◆ WHAT THE TASK REQUIRES:
Reproduce the material from the line with "TARGET = raised waving hand" to the line with "(1377, 270)", both included, without changing anything.

◆ PROVIDED DATA:
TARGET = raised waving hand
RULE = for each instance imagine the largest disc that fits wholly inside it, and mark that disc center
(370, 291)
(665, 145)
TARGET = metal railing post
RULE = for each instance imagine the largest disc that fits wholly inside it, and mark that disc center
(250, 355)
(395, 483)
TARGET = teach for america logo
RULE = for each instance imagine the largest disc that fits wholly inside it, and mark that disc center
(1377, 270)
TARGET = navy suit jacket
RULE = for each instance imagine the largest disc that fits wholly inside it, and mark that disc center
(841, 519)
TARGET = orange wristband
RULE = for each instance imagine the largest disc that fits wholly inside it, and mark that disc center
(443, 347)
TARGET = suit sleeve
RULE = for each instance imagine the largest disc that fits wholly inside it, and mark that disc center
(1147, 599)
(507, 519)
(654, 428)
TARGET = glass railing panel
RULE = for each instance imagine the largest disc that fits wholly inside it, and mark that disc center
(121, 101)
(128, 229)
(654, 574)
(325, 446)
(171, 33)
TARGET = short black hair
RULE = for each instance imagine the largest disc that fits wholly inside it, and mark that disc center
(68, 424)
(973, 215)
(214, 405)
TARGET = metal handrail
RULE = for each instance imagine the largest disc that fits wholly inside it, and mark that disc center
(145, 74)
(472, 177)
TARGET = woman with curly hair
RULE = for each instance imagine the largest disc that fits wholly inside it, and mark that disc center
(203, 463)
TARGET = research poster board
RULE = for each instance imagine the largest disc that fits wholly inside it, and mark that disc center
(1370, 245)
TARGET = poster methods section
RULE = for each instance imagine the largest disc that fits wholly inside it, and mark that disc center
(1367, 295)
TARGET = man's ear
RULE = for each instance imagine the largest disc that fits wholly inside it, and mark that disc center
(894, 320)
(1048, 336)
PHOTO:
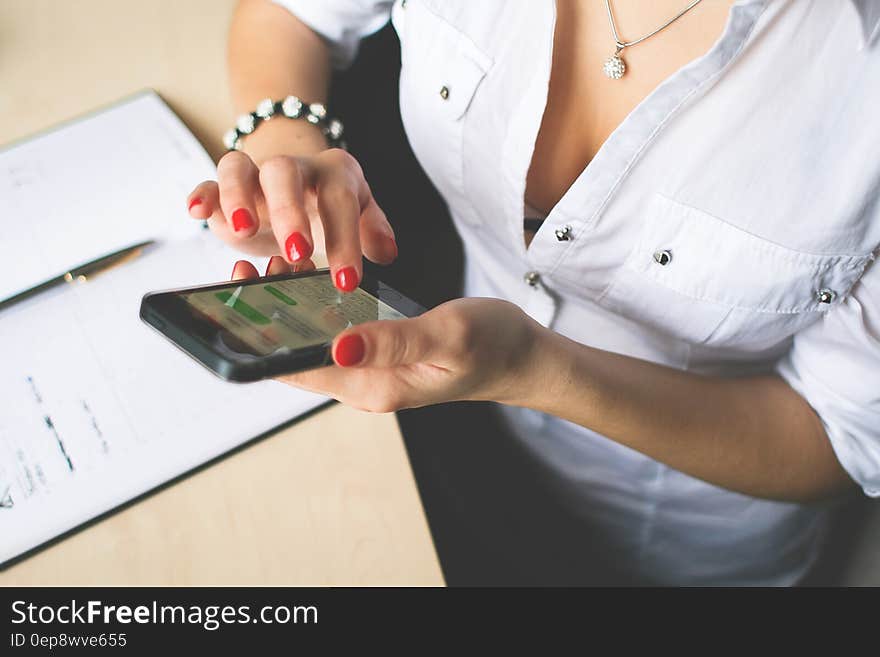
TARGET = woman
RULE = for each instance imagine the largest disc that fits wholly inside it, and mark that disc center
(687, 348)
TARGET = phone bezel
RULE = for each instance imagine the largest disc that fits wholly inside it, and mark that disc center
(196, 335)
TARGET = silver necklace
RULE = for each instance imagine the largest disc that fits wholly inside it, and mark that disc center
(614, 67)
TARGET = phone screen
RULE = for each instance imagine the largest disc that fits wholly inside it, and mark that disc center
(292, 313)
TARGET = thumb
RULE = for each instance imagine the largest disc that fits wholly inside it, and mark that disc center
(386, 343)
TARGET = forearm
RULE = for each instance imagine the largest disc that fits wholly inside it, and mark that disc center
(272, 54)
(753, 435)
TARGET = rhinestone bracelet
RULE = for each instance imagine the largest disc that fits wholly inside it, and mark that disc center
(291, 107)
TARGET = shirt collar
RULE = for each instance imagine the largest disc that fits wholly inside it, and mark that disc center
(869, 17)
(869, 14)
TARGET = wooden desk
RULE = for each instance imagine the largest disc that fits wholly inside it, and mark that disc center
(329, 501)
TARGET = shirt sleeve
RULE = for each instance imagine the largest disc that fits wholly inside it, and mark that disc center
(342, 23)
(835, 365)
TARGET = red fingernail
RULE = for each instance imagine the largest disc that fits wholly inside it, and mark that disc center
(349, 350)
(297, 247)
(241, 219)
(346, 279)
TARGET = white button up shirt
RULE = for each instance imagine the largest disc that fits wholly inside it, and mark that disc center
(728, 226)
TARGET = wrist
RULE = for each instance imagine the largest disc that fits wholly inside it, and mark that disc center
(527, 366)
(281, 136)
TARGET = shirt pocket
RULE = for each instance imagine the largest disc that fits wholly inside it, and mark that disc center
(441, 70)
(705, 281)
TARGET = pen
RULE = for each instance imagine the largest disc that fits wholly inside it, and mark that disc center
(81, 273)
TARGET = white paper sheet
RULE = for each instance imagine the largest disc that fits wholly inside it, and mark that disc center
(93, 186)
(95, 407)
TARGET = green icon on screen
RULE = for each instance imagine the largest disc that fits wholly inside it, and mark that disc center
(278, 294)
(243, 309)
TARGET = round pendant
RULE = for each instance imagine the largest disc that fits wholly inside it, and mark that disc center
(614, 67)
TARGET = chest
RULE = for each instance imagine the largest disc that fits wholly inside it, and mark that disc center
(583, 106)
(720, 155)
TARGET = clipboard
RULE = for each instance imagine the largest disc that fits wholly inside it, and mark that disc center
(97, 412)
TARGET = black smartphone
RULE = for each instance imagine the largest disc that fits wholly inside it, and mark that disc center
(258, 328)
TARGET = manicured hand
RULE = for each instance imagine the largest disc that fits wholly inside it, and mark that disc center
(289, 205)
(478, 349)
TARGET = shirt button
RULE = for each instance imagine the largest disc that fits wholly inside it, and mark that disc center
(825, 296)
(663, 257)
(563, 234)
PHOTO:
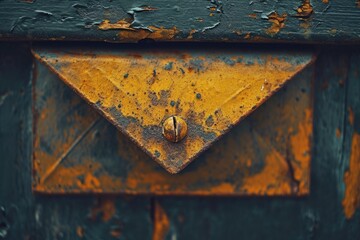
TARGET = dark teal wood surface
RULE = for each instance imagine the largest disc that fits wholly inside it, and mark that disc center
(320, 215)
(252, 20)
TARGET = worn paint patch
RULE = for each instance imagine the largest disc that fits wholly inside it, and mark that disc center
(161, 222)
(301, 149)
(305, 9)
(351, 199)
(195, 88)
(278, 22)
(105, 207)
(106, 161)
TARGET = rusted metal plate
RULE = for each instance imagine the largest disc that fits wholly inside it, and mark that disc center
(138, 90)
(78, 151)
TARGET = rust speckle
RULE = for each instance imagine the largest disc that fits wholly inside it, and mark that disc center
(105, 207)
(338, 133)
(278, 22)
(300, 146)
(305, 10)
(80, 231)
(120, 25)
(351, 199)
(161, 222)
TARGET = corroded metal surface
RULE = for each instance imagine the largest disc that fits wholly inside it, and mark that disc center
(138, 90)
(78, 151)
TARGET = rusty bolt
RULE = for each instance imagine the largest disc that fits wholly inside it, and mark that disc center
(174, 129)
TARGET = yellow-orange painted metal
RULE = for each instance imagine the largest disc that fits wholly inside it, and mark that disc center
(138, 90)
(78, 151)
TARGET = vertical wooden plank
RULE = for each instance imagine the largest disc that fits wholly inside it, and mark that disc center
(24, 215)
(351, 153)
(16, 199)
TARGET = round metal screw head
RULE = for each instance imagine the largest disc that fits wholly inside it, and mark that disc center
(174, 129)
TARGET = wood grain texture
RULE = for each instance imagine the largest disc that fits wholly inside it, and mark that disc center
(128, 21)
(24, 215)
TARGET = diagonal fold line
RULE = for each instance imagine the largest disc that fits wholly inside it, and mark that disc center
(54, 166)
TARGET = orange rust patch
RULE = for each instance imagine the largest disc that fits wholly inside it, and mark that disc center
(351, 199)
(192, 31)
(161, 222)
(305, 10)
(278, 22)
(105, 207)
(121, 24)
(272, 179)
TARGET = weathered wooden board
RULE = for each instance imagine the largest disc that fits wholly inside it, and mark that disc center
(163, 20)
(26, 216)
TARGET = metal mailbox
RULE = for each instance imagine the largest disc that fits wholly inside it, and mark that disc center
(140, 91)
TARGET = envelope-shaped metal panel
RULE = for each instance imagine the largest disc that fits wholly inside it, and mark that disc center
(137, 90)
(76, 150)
* * *
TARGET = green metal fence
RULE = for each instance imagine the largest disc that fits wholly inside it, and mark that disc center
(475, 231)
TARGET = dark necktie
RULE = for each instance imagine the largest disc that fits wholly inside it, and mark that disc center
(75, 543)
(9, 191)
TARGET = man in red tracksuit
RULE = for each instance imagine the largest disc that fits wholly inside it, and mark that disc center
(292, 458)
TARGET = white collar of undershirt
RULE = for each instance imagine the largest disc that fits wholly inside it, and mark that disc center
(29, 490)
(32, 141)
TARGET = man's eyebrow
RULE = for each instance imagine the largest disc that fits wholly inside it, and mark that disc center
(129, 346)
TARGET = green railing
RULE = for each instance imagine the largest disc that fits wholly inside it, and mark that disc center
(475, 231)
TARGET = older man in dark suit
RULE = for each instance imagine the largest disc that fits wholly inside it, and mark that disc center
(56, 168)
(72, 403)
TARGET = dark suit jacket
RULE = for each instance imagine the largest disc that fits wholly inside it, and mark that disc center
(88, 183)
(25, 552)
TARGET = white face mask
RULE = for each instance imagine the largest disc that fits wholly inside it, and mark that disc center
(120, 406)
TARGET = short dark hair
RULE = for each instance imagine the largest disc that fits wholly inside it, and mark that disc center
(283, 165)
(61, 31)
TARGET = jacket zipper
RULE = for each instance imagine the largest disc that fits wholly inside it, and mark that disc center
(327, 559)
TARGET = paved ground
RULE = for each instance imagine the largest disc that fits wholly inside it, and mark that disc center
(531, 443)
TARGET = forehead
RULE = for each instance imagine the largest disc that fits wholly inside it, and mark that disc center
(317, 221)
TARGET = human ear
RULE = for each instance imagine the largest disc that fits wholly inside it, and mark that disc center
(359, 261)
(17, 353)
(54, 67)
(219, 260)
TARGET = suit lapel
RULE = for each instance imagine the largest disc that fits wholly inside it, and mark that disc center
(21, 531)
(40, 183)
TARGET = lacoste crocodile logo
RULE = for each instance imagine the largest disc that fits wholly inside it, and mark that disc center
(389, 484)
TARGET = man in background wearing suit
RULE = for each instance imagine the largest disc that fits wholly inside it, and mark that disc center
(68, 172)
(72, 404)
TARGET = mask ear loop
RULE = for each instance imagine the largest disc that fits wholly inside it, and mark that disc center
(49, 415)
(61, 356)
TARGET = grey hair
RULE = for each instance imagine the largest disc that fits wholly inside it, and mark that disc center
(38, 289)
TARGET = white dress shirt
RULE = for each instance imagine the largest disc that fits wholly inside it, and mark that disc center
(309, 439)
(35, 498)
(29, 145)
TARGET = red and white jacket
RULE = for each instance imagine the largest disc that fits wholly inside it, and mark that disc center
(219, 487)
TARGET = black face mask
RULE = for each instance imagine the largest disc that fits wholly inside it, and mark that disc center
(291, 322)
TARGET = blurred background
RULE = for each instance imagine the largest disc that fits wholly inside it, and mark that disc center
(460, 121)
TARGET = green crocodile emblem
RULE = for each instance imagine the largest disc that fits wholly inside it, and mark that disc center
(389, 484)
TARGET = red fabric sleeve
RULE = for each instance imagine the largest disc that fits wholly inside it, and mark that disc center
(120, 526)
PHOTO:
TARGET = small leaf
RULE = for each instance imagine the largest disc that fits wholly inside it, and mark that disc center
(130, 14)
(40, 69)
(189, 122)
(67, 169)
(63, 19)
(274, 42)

◆ FINAL RESULT:
TARGET = raised waving hand
RULE = for each instance imagine the largest disc that fits wholly inside it, and mark that disc center
(370, 291)
(665, 145)
TARGET = metal railing post
RULE = for each instance imagine the largest disc that fits wholly inside it, and mark that disc center
(250, 355)
(395, 483)
TARGET = teach for america logo
RULE = for each instance imagine the largest disc that fits wholly inside it, and mark that disc center
(1377, 270)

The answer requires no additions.